**Source**.
Scaling Out

Breaking the vertical ceiling and distributing traffic across clusters.

Module 4: Scaling Out
Track 1: Foundations (0–2 YoE)
In Module 1, we hit the vertical ceiling. In Module 3, we learned caching to reduce load. But caching alone can't solve the fundamental problem: a single server is a single point of failure. Horizontal scaling — running multiple copies of your application behind a load balancer — is the foundation of every modern cloud-scale system. This module covers the stateless mandate, session externalization, auto-scaling, service discovery, and the operational challenges of running a fleet.
The Scale Cube

The "Scale Cube" (from The Art of Scalability by Abbott & Fisher) provides a mental model for three dimensions of scaling:

X-Axis: Cloning

Run N identical copies of your application behind a load balancer. Every instance handles every request type. Simplest form of scaling — this module's focus.

Y-Axis: Decomposition

Split by function into microservices. The payments service scales independently from the search service. Covered in the Strangler Fig section of Module 1.

**Recorded data**.
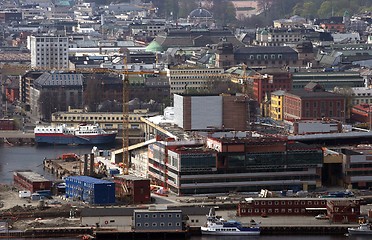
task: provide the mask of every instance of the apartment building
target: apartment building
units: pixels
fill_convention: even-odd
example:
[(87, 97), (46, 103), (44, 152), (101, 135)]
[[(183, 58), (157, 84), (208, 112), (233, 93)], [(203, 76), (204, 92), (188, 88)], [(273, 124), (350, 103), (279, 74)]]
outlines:
[(36, 35), (28, 37), (31, 67), (68, 69), (68, 37)]
[(321, 186), (322, 149), (272, 136), (163, 141), (148, 150), (149, 177), (178, 195)]
[(205, 90), (214, 80), (222, 80), (223, 68), (168, 68), (170, 95)]

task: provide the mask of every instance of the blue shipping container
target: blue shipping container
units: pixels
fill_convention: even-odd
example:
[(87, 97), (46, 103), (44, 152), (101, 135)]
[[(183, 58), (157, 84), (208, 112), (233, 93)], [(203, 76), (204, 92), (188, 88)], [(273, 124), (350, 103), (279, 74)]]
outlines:
[(66, 178), (66, 197), (90, 204), (115, 203), (115, 183), (88, 176)]

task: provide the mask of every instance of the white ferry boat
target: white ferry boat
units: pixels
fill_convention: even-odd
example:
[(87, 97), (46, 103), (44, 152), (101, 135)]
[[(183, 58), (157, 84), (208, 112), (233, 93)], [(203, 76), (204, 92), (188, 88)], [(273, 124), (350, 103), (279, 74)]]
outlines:
[(106, 132), (98, 124), (80, 124), (77, 128), (65, 124), (36, 126), (35, 142), (45, 144), (108, 144), (115, 141), (116, 132)]
[(201, 227), (201, 232), (205, 235), (257, 236), (260, 235), (261, 230), (254, 221), (251, 222), (250, 226), (243, 226), (237, 221), (226, 221), (216, 216), (214, 208), (211, 208), (205, 226)]

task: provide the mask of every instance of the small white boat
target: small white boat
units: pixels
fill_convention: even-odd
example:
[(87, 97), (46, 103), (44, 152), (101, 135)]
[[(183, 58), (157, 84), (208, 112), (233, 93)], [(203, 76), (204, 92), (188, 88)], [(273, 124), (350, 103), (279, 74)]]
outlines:
[(348, 228), (347, 231), (350, 235), (372, 235), (371, 224), (369, 223), (362, 223), (356, 228)]
[(257, 236), (260, 235), (261, 230), (253, 220), (250, 226), (243, 226), (237, 221), (226, 221), (222, 217), (216, 216), (214, 208), (211, 208), (205, 226), (201, 227), (201, 232), (204, 235)]

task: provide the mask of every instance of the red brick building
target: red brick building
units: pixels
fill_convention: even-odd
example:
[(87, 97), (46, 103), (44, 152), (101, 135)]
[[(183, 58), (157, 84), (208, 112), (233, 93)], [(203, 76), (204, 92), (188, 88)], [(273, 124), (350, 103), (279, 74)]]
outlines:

**Jobs**.
• a. According to the text on scaling out, which book does the Scale Cube come from?
• b. Repeat the part of the text on scaling out that opens with the words containing "In Module 1, we" and closes with "running a fleet.".
The lines have no connection to the text on scaling out.

**Answers for the tasks**.
• a. The Art of Scalability by Abbott & Fisher.

• b.
In Module 1, we hit the vertical ceiling. In Module 3, we learned caching to reduce load. But caching alone can't solve the fundamental problem: a single server is a single point of failure. Horizontal scaling — running multiple copies of your application behind a load balancer — is the foundation of every modern cloud-scale system. This module covers the stateless mandate, session externalization, auto-scaling, service discovery, and the operational challenges of running a fleet.